What to work on: Please show every line of the data below that contains the word "target", copying each line in full. Case counts when matching.

== Data section ==

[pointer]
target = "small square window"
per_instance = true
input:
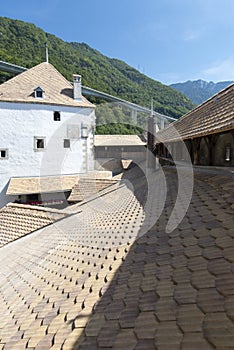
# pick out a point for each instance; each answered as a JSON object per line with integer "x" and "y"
{"x": 57, "y": 116}
{"x": 66, "y": 143}
{"x": 39, "y": 143}
{"x": 3, "y": 153}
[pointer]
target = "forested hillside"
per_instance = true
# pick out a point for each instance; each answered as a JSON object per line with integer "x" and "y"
{"x": 24, "y": 44}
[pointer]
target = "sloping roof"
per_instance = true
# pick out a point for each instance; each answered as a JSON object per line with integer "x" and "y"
{"x": 29, "y": 185}
{"x": 57, "y": 90}
{"x": 87, "y": 187}
{"x": 118, "y": 140}
{"x": 17, "y": 220}
{"x": 85, "y": 283}
{"x": 213, "y": 116}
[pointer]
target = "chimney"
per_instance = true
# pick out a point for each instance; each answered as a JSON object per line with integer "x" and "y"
{"x": 77, "y": 87}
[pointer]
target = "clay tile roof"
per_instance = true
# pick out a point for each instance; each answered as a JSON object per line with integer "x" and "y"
{"x": 87, "y": 187}
{"x": 118, "y": 140}
{"x": 29, "y": 185}
{"x": 17, "y": 220}
{"x": 57, "y": 90}
{"x": 86, "y": 282}
{"x": 213, "y": 116}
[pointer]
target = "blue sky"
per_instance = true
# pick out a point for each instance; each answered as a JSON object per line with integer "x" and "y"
{"x": 168, "y": 40}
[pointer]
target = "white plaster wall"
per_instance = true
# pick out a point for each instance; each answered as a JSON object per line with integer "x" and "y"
{"x": 21, "y": 122}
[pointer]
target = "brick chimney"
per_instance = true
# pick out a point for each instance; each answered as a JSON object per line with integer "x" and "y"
{"x": 77, "y": 87}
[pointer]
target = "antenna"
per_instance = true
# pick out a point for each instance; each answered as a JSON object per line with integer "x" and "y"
{"x": 47, "y": 54}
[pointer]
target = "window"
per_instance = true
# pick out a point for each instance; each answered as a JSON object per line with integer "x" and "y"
{"x": 38, "y": 92}
{"x": 57, "y": 116}
{"x": 3, "y": 153}
{"x": 66, "y": 143}
{"x": 39, "y": 143}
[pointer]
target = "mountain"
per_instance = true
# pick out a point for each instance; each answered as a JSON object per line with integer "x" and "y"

===

Expected answer:
target = "small square window"
target = "forested hillside"
target = "sloping roof"
target = "chimney"
target = "clay tile roof"
target = "blue sky"
target = "white plaster wall"
target = "brick chimney"
target = "antenna"
target = "window"
target = "mountain"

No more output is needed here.